### Exercise tasks
A) Rewrite the email about Ngugi and Osofisan, starting with "Date: Tue, 10" and going on through "in this regard.", with "Femi" changed to "Osofisan".
B) Carry on the email about Ngugi and Osofisan from its last sentence.

### Supplied text
◇ ◇ ◇ ◇ ◇ ◇ ◇

From: Peter Limb <firstname.lastname@example.org>
Subject: Ngugi & Osofisan & working class
To: email@example.com (carolyn aflabor)
Date: Tue, 10 Oct 1995 08:59:05 +0800 (WST)
Ngugi & Osofisan & working class
By Patrick Kagbeni Muana, 10 October 1995
> Peter Limb writes:
I find the comparison compelling and interesting on the thematic level too. Whereas both writers draw heavily on their oral cultures and situate their themes in similar political situations in their countries, they maintain a distinct difference in their perceptions of what language to use.
I was with Femi at the Mediums of Change Conference in London just over a week ago and amongst other things, I found his unforgiving appraisal of Ngugi's call for the use of "local languages" as the discourse of change a bit intriguing. Whereas he recalled the age - old excuse of Universal readership, and the universality of Literature as the reason for writing in English that may be fluxed out and localised, I found his viewpoint disagreeable in this regard.

◇ ◇ ◇ ◇ ◇ ◇ ◇

### Listed records
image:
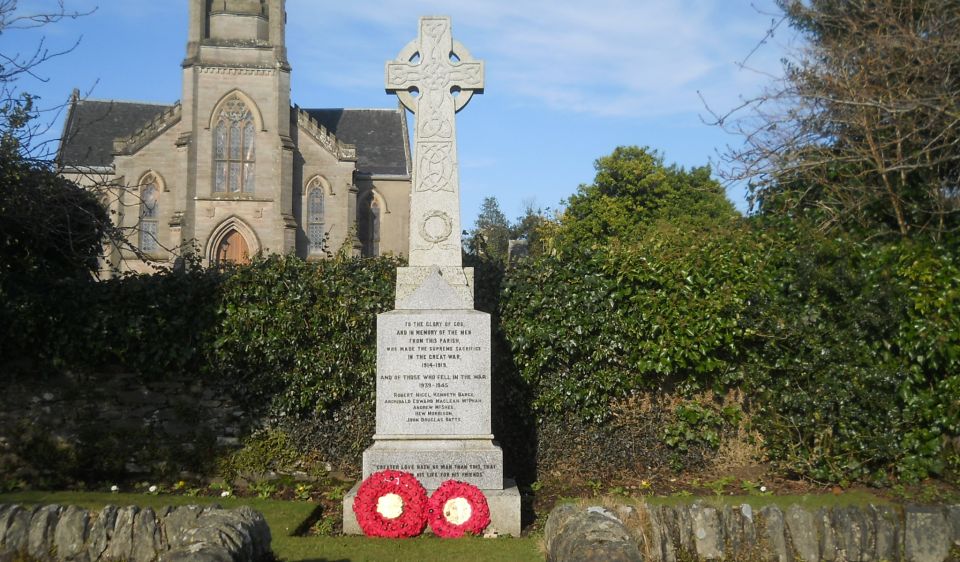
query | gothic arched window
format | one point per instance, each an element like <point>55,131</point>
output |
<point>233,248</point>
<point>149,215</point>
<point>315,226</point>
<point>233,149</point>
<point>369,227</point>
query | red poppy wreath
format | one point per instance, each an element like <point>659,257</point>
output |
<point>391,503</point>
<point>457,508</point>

◇ ◇ ◇ ◇ ◇ ◇ ◇

### Answers
A)
Date: Tue, 10 Oct 1995 08:59:05 +0800 (WST)
Ngugi & Osofisan & working class
By Patrick Kagbeni Muana, 10 October 1995
> Peter Limb writes:
I find the comparison compelling and interesting on the thematic level too. Whereas both writers draw heavily on their oral cultures and situate their themes in similar political situations in their countries, they maintain a distinct difference in their perceptions of what language to use.
I was with Osofisan at the Mediums of Change Conference in London just over a week ago and amongst other things, I found his unforgiving appraisal of Ngugi's call for the use of "local languages" as the discourse of change a bit intriguing. Whereas he recalled the age - old excuse of Universal readership, and the universality of Literature as the reason for writing in English that may be fluxed out and localised, I found his viewpoint disagreeable in this regard.

B)
Ngugi's real reason for advocating for the use of local languages can be put thus: The oppressed working class that is dehumanised by the rabid acquisitive class is largely illiterate and their exclusion from the privilege of sharing the same medium of discourse (English) is symptomatic of their exclusion from that society in which they produce all the wealth. In essence, for a message of social and political empowerment, the language of change should be the media that the oppressed class comprehends and utilises fluently to articulate its daily predicament. I don't see a problem with this viewpoint although the Marxist intimations are inevitable. If cross- cultural translations enhance or faciliatate the universality advocated for by Femi, then the happier the writer (more jingling coins & international fame); but if the writer chooses to be faithful to his own society and "shun" the trappings that external readership would bring, then why fault him for his social agenda?
Anyway, Femi's reading of his latest play EKUN was quite refreshing for a conference that was momentarily stalled by intellectual crossfires on the validity of the "post" in the term "post-colonial." In recounting the faddishness with which all the "posts" have been adopted for conceptualising critical discourse, Abiola Irele's light-hearted suggestion of "post-office" drew gleeful laughter.
Will get back to all soon.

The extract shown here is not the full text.